What is being asked -> Look through the entries for the line containing "of the motorcycle". Then output that line and every line after it, exactly, to the end.
○ ○ ○ ○ ○
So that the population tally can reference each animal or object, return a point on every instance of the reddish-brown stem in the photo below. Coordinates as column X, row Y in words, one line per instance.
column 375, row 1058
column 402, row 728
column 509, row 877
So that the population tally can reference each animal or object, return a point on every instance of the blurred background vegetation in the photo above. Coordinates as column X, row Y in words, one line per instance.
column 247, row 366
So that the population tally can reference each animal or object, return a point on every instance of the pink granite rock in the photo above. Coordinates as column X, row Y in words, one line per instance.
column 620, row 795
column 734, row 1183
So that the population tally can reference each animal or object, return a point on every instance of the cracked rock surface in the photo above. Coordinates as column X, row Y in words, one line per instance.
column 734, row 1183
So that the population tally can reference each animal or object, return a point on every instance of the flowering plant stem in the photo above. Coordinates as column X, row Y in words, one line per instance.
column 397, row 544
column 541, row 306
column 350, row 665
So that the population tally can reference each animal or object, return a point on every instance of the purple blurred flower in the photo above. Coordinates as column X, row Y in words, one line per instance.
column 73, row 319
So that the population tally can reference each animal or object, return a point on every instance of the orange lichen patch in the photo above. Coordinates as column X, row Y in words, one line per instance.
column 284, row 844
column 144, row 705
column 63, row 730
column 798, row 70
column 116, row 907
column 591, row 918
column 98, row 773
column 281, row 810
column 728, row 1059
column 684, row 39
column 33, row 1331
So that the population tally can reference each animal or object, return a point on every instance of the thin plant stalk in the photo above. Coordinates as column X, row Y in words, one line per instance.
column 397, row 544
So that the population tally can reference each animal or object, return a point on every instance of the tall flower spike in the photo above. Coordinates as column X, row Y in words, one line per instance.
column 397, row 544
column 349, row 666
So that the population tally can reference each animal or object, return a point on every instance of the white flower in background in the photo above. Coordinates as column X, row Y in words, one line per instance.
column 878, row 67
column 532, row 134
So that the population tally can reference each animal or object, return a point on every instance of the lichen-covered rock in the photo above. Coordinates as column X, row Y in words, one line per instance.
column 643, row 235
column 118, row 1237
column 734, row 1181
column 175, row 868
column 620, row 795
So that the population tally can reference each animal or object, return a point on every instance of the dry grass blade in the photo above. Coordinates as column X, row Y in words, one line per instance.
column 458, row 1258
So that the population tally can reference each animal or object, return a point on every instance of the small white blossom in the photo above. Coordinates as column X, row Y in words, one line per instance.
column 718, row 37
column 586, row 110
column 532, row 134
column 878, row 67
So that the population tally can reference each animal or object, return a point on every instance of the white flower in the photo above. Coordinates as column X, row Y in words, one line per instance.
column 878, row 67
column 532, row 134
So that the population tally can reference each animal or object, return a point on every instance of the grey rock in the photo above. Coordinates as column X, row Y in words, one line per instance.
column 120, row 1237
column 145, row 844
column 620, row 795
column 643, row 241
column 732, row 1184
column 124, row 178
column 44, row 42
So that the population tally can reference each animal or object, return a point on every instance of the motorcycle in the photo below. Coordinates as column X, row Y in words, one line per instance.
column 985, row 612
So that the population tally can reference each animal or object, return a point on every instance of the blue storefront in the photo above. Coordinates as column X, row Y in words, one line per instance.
○ ○ ○ ○ ○
Solution ->
So that the population tally can reference each animal or object, return a point on every instance of the motorcycle in the photo below. Coordinates as column X, row Y in words, one line per instance.
column 985, row 612
So that the population tally can reference each animal or object, return a point on every instance of the blue storefront in the photo above. Coordinates as column X, row Y in words, one line per instance.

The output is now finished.